STATED TASK 1: List each distinct source cited in the IBBCEAS passage below, giving the author and year as they appear.
STATED TASK 2: In the IBBCEAS passage below, what effective absorption length accompanied the NO₃ detection limit of 3 ppt in 30 s?

##### SOURCE EXTRACT #####

Incoherent Broadband Cavity-Enhanced Absorption Spectroscopy (IBBCEAS) is a highly sensitive, robust, cavity-enhanced absorption technique that utilizes low-cost broadband radiation to detect multiple species with high precision. The open-path configuration eliminates the need for sampling lines, avoiding losses and artifacts associated with wall interactions and secondary formation of reactive components (Wang and Lu, 2019). The technique allows high spatial and temporal resolution measurements, making it suitable for field applications in various environments, including urban areas and regions with moderate aerosol levels (Wang and Lu, 2019). Thanks to its broadband character, IBBCEAS can simultaneously monitor multiple species, including HONO, NO₂, NO₃, SO₂, H₂O, IO, I₂, BrO, Br₂, O₃, formaldehyde (CH₂O) and nitrophenols (Wang et al., 2023). OP-IBBCEAS has been reported to detect HONO and NO₂ with detection limits of 430 ppt and 1 ppb, respectively (acquisition time 90 s), (Wu et al., 2012), and more recently with detection limits of 26 and 76 ppt, respectively (integration time 60 s) (Dixneuf et al., 2022). Likewise, measurements of the NO₃ have been made with detection limits of 36 ppt (within 10 min acquisition time), (Suhail et al., 2019), and 3 ppt in 30 s were reported with an effective absorption length of ∼5 km (Fanhao et al., 2022).

##### DATA ROWS #####

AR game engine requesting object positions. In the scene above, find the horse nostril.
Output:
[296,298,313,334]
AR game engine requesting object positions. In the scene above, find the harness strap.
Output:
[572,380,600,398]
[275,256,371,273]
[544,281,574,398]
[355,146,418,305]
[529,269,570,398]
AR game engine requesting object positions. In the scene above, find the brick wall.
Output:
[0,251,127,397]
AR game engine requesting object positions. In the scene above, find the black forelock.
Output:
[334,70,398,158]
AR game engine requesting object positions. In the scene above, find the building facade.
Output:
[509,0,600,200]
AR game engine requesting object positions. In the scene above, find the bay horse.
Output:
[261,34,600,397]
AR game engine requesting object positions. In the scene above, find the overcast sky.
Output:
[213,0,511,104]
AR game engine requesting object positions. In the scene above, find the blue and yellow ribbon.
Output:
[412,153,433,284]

#####
##### DATA ROWS #####

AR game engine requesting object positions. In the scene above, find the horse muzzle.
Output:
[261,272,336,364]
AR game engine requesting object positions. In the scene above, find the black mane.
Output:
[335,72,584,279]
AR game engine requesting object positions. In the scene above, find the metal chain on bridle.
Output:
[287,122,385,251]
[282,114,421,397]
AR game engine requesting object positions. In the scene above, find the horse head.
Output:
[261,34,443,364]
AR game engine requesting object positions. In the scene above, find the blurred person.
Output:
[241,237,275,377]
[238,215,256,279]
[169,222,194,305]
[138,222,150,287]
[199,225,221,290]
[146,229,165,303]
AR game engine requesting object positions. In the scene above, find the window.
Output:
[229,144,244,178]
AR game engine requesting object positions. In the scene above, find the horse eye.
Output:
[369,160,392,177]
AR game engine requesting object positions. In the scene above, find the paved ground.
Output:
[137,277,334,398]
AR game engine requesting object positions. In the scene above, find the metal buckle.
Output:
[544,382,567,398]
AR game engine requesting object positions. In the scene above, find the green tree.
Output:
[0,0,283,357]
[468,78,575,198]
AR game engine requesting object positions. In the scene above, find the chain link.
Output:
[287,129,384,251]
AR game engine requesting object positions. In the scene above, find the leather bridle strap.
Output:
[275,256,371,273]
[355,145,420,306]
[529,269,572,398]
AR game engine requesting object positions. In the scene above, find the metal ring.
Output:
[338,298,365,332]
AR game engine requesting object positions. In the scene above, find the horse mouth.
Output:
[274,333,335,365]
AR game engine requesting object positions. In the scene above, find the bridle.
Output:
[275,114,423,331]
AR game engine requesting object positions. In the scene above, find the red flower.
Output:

#####

RESPONSE 1:
Wang and Lu, 2019
Wang et al., 2023
Wu et al., 2012
Dixneuf et al., 2022
Suhail et al., 2019
Fanhao et al., 2022

RESPONSE 2: An effective absorption length of ∼5 km.